Entries for pointing and labeling:
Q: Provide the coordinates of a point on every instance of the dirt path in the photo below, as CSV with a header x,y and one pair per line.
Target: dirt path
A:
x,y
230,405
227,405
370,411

* * *

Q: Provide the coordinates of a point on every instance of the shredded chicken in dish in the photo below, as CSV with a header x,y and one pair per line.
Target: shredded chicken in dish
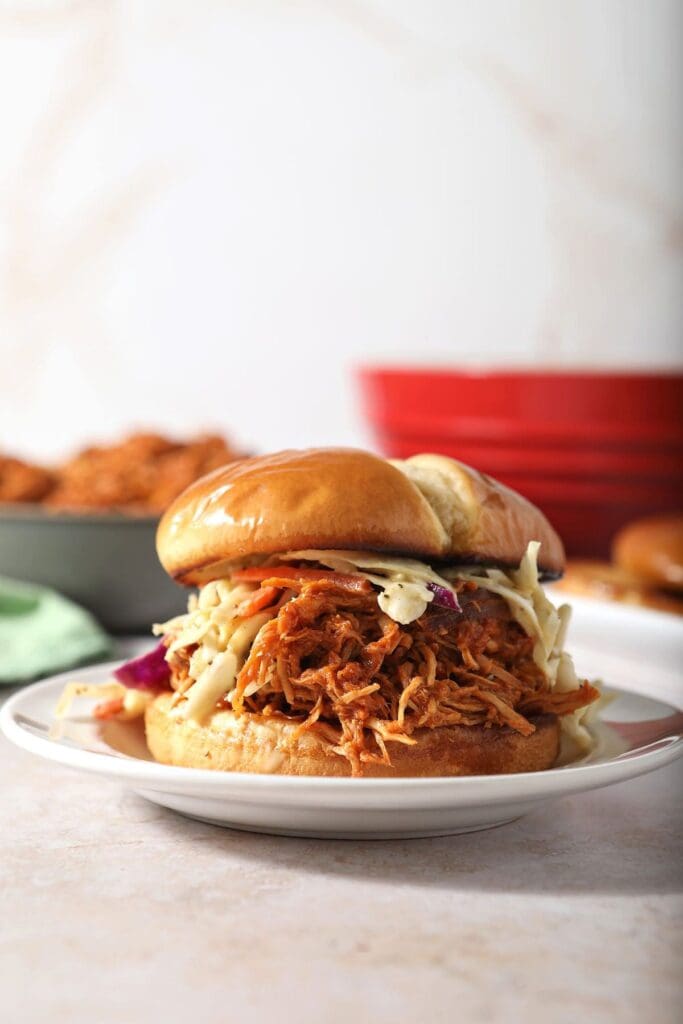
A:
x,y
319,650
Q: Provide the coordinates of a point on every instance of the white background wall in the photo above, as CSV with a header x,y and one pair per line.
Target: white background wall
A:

* * *

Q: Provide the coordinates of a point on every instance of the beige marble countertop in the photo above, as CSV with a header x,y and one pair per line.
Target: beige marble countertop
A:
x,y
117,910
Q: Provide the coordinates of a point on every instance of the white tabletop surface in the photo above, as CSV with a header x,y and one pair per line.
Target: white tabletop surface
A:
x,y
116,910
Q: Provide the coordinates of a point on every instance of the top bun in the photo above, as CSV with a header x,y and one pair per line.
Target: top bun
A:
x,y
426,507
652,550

EXERCISE OBJECTIVE
Locate each line in the records above that contains the word "below", and copy every one of those lines.

RESPONSE TO THIS TASK
Q: Provide the coordinates of a point on every instance of the dirt path in the photo below, as CSV with a header x,y and one pair per line.
Q: Provide the coordinates of a point on every instance of the shredded chicken in dish in the photo below, as CSV with a header x,y and one pair per line.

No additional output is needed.